** INFORMATION follows **
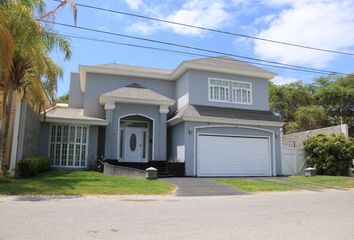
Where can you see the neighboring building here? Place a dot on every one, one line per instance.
(213, 114)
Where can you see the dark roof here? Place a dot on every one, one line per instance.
(198, 111)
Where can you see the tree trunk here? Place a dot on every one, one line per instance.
(7, 103)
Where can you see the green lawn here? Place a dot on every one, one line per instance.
(83, 183)
(295, 184)
(250, 185)
(335, 181)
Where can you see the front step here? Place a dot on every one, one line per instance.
(161, 166)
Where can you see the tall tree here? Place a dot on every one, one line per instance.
(286, 99)
(307, 118)
(25, 44)
(337, 98)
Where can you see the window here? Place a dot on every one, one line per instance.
(241, 92)
(219, 90)
(230, 91)
(68, 146)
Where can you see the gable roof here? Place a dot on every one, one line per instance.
(135, 93)
(198, 113)
(61, 113)
(219, 64)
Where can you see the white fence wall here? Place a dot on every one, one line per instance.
(293, 161)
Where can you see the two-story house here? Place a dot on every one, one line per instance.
(213, 114)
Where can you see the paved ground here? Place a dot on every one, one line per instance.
(200, 187)
(288, 215)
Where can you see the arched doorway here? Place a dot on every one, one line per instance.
(135, 138)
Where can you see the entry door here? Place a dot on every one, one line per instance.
(133, 145)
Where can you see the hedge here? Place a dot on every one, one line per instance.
(330, 155)
(31, 166)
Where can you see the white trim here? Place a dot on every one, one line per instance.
(68, 145)
(164, 109)
(223, 126)
(249, 136)
(230, 88)
(153, 133)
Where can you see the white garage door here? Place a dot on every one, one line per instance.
(233, 156)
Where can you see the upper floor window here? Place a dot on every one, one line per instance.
(221, 90)
(241, 92)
** End of INFORMATION **
- [ABOUT THIS EXERCISE]
Exact repetition of the data is needed, with no images retained.

- [ANSWER SPACE]
Where can you see the neighboring building here? Place a dot on every one, one line per instance.
(213, 114)
Where can you see the dark roof here? Place a dot on every one, one line per instance.
(198, 111)
Where can you see the tree trunk here? Place a dot on every one, one line per instance.
(7, 103)
Where can you see the green lawn here? Place a dot on every one, one line per instance.
(83, 183)
(295, 184)
(250, 185)
(335, 181)
Where can you see the front step here? Place a dot on every one, one line per instance.
(161, 166)
Where can you see the tall tree here? Place a dot on every one, one line per instance.
(286, 99)
(307, 118)
(25, 44)
(337, 98)
Where can you see the window here? Place a dot on every one, one line per instance.
(241, 92)
(219, 90)
(230, 91)
(68, 146)
Where can you see the gable roof here? Place a dot on every one, one line per instance.
(135, 93)
(198, 113)
(61, 113)
(219, 64)
Where can you see the white fence wall here? Place a dot on every one, one line per instance.
(293, 161)
Where can you see the two-story house here? Place a dot on every one, one line per instance.
(213, 114)
Where can you see the paved ground here? Place a dot on every one, one line per instance.
(200, 187)
(288, 215)
Where can you see the arched doorway here? Place a dot on every one, one line per instance.
(135, 138)
Where can you see the entry door here? Place a dot on every one, one line per instance.
(133, 145)
Where can you see the hedge here? Place a dot on every one, one line per instance.
(330, 155)
(31, 166)
Where can you see the white trim here? Place a dot on every one, one line per instance.
(68, 145)
(164, 109)
(223, 126)
(249, 136)
(230, 88)
(153, 133)
Where can you see the white garage door here? Place a dot on every one, one line per instance.
(233, 156)
Where can you see the upper floor window here? Place a dot on every one, one line per instance.
(221, 90)
(241, 92)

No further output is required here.